Entries taken from a collection
○ ○ ○ ○
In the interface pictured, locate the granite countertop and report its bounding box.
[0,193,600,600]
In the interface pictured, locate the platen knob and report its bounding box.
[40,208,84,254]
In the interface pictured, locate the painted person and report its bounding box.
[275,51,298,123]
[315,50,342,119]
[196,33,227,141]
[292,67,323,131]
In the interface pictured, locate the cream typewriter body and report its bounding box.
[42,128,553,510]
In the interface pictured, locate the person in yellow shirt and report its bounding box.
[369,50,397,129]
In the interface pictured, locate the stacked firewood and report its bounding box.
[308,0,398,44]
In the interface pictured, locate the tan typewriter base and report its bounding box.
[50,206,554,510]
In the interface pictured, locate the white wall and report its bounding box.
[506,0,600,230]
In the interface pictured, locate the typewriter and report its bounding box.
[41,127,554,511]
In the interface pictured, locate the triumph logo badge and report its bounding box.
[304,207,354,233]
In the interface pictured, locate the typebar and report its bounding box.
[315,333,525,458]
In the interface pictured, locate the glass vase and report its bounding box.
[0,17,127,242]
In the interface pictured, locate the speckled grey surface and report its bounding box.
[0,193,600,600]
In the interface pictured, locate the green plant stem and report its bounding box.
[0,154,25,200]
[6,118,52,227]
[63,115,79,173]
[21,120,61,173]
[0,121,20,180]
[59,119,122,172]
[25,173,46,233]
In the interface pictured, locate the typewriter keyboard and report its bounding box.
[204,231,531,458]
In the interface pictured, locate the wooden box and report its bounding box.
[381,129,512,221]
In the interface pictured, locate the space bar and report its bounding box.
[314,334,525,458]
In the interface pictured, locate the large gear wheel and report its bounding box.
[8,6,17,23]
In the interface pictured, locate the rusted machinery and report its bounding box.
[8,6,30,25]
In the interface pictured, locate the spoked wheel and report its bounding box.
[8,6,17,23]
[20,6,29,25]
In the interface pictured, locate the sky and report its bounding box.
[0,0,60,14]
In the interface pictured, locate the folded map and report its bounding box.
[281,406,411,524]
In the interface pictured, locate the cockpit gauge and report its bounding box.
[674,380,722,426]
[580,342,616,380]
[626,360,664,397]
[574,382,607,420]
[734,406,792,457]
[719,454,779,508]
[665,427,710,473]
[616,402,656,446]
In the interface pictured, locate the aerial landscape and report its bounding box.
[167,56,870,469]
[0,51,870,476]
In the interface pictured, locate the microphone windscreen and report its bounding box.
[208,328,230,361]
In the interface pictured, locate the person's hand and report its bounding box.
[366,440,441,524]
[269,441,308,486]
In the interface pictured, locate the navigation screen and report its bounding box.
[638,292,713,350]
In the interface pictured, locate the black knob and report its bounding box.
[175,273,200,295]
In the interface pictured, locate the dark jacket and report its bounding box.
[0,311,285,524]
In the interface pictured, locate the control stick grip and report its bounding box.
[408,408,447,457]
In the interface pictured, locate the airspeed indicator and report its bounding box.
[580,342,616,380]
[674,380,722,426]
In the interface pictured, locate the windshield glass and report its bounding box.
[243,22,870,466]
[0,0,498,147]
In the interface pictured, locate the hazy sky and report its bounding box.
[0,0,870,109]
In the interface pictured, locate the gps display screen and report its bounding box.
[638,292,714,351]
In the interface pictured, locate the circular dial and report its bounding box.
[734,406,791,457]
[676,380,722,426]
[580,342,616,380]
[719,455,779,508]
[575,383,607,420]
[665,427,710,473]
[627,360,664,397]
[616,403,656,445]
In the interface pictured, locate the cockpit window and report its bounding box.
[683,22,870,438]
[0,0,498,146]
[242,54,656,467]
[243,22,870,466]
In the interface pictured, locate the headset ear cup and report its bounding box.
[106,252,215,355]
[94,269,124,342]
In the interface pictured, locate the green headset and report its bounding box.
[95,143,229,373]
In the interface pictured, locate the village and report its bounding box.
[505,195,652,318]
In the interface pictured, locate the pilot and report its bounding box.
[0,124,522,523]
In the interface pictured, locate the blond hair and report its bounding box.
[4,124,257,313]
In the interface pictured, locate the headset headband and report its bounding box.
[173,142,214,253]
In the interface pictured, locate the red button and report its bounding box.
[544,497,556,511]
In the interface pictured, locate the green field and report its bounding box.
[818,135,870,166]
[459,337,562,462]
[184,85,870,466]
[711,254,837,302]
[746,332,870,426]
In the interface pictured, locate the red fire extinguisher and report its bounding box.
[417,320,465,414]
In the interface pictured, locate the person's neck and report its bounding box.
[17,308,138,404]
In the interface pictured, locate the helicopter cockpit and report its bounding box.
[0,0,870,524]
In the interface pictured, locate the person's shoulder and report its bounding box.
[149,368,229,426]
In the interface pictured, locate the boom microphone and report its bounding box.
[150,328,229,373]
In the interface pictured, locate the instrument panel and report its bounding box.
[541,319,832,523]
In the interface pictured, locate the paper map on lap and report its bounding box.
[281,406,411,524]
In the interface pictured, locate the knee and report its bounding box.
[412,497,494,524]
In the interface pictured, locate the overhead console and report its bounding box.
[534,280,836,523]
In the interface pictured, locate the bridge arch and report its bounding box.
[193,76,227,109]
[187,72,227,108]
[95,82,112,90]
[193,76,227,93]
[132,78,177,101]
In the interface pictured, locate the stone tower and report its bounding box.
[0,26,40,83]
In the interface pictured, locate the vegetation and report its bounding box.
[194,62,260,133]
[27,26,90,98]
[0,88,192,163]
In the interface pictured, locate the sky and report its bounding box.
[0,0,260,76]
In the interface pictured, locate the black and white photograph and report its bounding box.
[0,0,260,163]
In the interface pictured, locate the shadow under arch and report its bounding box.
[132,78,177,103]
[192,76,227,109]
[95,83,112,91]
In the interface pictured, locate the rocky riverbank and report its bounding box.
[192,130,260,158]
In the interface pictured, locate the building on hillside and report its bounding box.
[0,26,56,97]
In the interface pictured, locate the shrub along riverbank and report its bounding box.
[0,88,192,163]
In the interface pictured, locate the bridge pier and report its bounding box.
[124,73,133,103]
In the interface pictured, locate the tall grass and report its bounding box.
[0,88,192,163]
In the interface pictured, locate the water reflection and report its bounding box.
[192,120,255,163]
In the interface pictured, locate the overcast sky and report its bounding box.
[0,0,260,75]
○ ○ ○ ○
** DIRECTIONS **
Scale the rows starting with the line containing "In the interface pictured, locate the blond" and running through the line containing "[95,83,112,91]", copying the requests unchanged and multiplying every bounding-box coordinate in the answers by 0.3. Round each result to a whole number, with halves rounded up, and give back only those rows.

** RESPONSE TO THE EXERCISE **
In the interface pictured, locate the blond hair and report its bounding box.
[1,37,77,94]
In the interface pictured, locate the headset headband and report its bounding box.
[52,43,64,76]
In the interface pictured, locate the red button and report its bounding box.
[163,149,167,153]
In the interface pictured, locate the green field and report its bounding box.
[245,41,261,50]
[138,101,169,139]
[55,26,261,140]
[213,76,251,91]
[224,100,261,128]
In the interface pictured, locate the red fire extinguisher and report its bounding box.
[125,96,140,124]
In the interface pictured, locate the person's neck and report its bounding box.
[5,92,41,121]
In the interface pictured, locate the helicopter cockpit and report its bounding box.
[0,0,261,157]
In the interface pictured, locate the person's shoulder and report its bounding box.
[45,110,69,128]
In the interface pictured, locate the boom microphone and report its bounding box.
[45,98,69,112]
In the interface pictured, locate the instrument panel and report its bounding box.
[162,96,250,157]
In the interface pictured, locate the paper map on lap and report its bounding box.
[84,122,123,157]
In the interface pictured, locate the knee and report its bounding box.
[124,149,148,157]
In the interface pictured, locate the overhead console and report its bounding box.
[160,84,251,157]
In the interface pictured, locate the bridge arch and report its bounding box.
[58,23,68,33]
[56,22,68,32]
[29,25,34,27]
[58,23,68,28]
[40,23,53,30]
In the interface pictured, locate the stone tower and report its bounding box.
[0,8,12,25]
In the interface pictured, locate the vegetation and report its bounding box.
[58,19,78,40]
[8,8,27,29]
[0,26,58,49]
In the interface pictured, locate the sky and report its bounding box.
[0,0,78,23]
In the interface pictured, locate the black and white photograph and report its bounding box.
[0,0,78,49]
In the interface pictured, locate the shadow under arch and report its bounding box.
[40,23,53,31]
[58,23,68,33]
[29,25,34,27]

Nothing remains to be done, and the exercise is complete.